*Data supplied*.
START

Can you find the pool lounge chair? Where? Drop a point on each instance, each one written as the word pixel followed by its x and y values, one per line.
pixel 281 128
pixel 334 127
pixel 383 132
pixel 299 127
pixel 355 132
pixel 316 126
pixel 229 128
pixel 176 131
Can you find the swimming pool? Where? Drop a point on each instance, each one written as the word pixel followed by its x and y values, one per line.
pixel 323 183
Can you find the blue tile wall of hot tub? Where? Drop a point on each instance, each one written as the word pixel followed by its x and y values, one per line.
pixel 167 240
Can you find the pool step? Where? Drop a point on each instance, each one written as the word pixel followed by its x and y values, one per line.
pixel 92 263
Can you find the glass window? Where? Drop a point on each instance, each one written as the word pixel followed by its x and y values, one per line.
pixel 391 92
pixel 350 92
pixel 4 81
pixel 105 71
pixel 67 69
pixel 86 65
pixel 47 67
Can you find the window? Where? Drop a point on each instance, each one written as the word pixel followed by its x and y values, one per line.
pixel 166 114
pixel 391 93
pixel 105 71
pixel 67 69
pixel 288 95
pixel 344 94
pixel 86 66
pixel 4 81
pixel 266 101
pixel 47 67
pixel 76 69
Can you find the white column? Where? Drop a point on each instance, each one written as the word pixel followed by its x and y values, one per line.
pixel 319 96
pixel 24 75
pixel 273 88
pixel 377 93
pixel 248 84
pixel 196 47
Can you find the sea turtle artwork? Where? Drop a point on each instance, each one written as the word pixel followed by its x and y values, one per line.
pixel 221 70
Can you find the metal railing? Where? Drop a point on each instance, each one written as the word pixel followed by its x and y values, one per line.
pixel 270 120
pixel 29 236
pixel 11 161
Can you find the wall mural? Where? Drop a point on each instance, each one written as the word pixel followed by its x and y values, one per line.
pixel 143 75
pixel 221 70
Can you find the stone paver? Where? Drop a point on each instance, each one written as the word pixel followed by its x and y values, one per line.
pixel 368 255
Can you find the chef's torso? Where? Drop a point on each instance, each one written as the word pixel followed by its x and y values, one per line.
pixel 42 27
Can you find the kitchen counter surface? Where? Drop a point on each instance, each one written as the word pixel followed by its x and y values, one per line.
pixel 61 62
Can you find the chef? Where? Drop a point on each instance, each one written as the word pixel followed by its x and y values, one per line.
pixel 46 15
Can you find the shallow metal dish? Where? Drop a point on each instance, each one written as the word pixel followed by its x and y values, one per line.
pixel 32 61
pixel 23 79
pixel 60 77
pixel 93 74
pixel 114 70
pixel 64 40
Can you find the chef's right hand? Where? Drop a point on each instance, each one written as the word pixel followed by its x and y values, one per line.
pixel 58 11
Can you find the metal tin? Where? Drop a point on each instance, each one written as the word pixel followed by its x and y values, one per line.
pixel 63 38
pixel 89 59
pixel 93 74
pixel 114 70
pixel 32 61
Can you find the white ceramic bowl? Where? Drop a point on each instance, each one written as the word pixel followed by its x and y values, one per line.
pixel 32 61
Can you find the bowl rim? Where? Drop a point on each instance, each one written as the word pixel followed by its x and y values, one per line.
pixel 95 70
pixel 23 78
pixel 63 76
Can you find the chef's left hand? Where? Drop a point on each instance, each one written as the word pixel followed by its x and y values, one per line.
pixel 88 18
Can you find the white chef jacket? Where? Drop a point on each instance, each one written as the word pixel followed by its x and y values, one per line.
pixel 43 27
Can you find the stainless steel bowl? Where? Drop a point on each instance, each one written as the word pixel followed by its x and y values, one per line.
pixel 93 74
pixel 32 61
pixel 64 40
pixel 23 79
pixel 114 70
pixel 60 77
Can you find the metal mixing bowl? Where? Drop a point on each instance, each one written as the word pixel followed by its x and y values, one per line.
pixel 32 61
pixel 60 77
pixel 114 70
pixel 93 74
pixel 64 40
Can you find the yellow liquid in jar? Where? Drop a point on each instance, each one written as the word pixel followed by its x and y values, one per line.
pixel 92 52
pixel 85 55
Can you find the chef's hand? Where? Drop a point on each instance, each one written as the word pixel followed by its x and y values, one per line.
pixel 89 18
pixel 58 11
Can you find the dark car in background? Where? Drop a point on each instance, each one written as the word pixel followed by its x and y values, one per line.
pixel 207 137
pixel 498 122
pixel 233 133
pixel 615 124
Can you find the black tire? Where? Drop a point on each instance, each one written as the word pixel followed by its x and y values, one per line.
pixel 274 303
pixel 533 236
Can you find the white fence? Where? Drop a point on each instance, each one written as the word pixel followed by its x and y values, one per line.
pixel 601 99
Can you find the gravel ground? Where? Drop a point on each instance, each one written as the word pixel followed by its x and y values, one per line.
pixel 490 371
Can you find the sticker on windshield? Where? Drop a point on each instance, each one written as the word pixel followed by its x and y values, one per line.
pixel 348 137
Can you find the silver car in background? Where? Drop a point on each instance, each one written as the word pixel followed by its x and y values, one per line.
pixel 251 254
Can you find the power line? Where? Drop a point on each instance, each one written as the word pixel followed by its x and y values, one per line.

END

*Exercise instructions*. Rewrite the lines above as a JSON list of strings, one string per line, leaving out blank lines.

*Answer to the task*.
[
  "Can you find the pool lounge chair? Where? Drop a point on each instance, each one written as the word pixel followed by its x and y values, one per line.",
  "pixel 281 128",
  "pixel 334 127",
  "pixel 383 132",
  "pixel 299 127",
  "pixel 355 132",
  "pixel 316 126",
  "pixel 229 128",
  "pixel 176 131",
  "Can you find the swimming pool? Where? Drop a point on each instance, each one written as the word pixel followed by its x and y values, one per line.",
  "pixel 323 183",
  "Can you find the blue tile wall of hot tub? Where? Drop a point on each instance, each one written as the word pixel followed by its x and y values, one per line.",
  "pixel 167 240",
  "Can you find the pool step? Where? Drop a point on each instance, each one written as the word pixel followed by its x and y values, one per line.",
  "pixel 92 263",
  "Can you find the glass window? Where? Drop a point on each instance, each one written as the word pixel followed by its x and y values, one per line.",
  "pixel 391 92",
  "pixel 350 92",
  "pixel 4 81",
  "pixel 105 71",
  "pixel 67 69",
  "pixel 86 65",
  "pixel 47 67",
  "Can you find the window? Where? Drop a point on each instance, each one written as the word pixel followed by its x and y values, one per line.",
  "pixel 166 114",
  "pixel 391 93",
  "pixel 105 71",
  "pixel 67 69",
  "pixel 288 95",
  "pixel 344 94",
  "pixel 86 66",
  "pixel 4 81",
  "pixel 266 101",
  "pixel 47 67",
  "pixel 76 69",
  "Can you find the white column? Where? Drop a point on each instance, each one written as the word pixel followed by its x and y values, one per line.",
  "pixel 319 96",
  "pixel 24 75",
  "pixel 273 88",
  "pixel 377 93",
  "pixel 248 84",
  "pixel 196 47",
  "Can you find the sea turtle artwork? Where? Drop a point on each instance, each one written as the word pixel followed by its x and y values, one per line.",
  "pixel 221 70",
  "Can you find the metal railing? Where? Drop a point on each instance, each one written as the word pixel followed by its x and y values, one per line.",
  "pixel 270 120",
  "pixel 29 236",
  "pixel 11 161",
  "Can you find the wall mural? Where? Drop a point on each instance, each one written as the word pixel followed by its x and y values, one per line.",
  "pixel 143 75",
  "pixel 221 70",
  "Can you find the stone paver? Where? Drop a point on each instance, each one written as the word pixel followed by its x and y values, one per line.",
  "pixel 368 255",
  "Can you find the chef's torso? Where? Drop a point on each instance, each one written as the word pixel followed by its x and y values, one per line.",
  "pixel 42 27",
  "Can you find the kitchen counter surface? Where? Drop a point on each instance, each one written as the word pixel followed by its x and y values, one per line.",
  "pixel 61 62",
  "Can you find the chef? Where? Drop a point on each instance, each one written as the word pixel followed by its x and y values, one per line.",
  "pixel 46 15",
  "Can you find the shallow metal dish? Where? Drop a point on each instance, each one written as the word pixel followed by its x and y values, one per line.",
  "pixel 32 61",
  "pixel 23 79",
  "pixel 60 77",
  "pixel 93 74",
  "pixel 114 70",
  "pixel 64 40",
  "Can you find the chef's right hand? Where? Drop a point on each instance, each one written as the word pixel followed by its x and y values, one per line.",
  "pixel 58 11",
  "Can you find the metal tin? Where? Drop a point on each instance, each one written as the word pixel followed by its x and y values, one per line.",
  "pixel 63 38",
  "pixel 89 59",
  "pixel 93 74",
  "pixel 114 70",
  "pixel 32 61",
  "Can you find the white ceramic bowl? Where? Drop a point on each instance, each one written as the word pixel followed by its x and y values, one per line.",
  "pixel 32 61",
  "Can you find the bowl rim? Where? Drop a point on each instance, each one written as the word pixel followed by its x and y values, one per line.",
  "pixel 95 70",
  "pixel 23 78",
  "pixel 63 76",
  "Can you find the chef's left hand? Where? Drop a point on each instance, each one written as the word pixel followed by its x and y values, one per line.",
  "pixel 88 18",
  "Can you find the white chef jacket? Where? Drop a point on each instance, each one written as the word pixel followed by its x and y values, one per line.",
  "pixel 43 27",
  "Can you find the stainless steel bowl? Where? Drop a point on each instance, each one written as the word pixel followed by its x and y values, one per line.",
  "pixel 93 74",
  "pixel 32 61",
  "pixel 64 40",
  "pixel 23 79",
  "pixel 114 70",
  "pixel 60 77",
  "Can you find the metal mixing bowl? Where? Drop a point on each instance, each one written as the word pixel followed by its x and y values, one per line.",
  "pixel 32 61",
  "pixel 60 77",
  "pixel 114 70",
  "pixel 93 74",
  "pixel 64 40",
  "Can you find the yellow liquid in jar? Where? Drop a point on each instance, each one written as the word pixel followed by its x and y values, one per line.",
  "pixel 92 52",
  "pixel 85 55",
  "Can you find the chef's hand? Where? Drop a point on each instance, each one written as the word pixel followed by its x and y values, one per line.",
  "pixel 89 18",
  "pixel 58 11",
  "Can you find the dark car in background? Where? Drop a point on each instance, each one written as the word pixel followed by its x and y values, one per line.",
  "pixel 207 137",
  "pixel 498 122",
  "pixel 233 133",
  "pixel 615 124",
  "Can you find the black tire? Where? Drop a point on each instance, each one written as the word pixel followed by its x and y values, one per line.",
  "pixel 274 303",
  "pixel 533 236",
  "Can you find the white fence? Where? Drop a point on each instance, each one written as the word pixel followed by its x and y values, one per line.",
  "pixel 601 99",
  "Can you find the gravel ground? Where? Drop a point on each instance, each one written as the word pixel followed by its x and y values, one per line.",
  "pixel 490 371",
  "Can you find the sticker on windshield? Where? Drop a point on each instance, each one written as the word pixel followed by its x and y values, one per line.",
  "pixel 348 137",
  "Can you find the silver car in background? Where? Drop a point on each instance, each one written as the word pixel followed by its x and y values, one per line.",
  "pixel 251 254",
  "Can you find the power line? Where? Drop a point on each instance, each one written as the word pixel followed by its x and y values, one per line."
]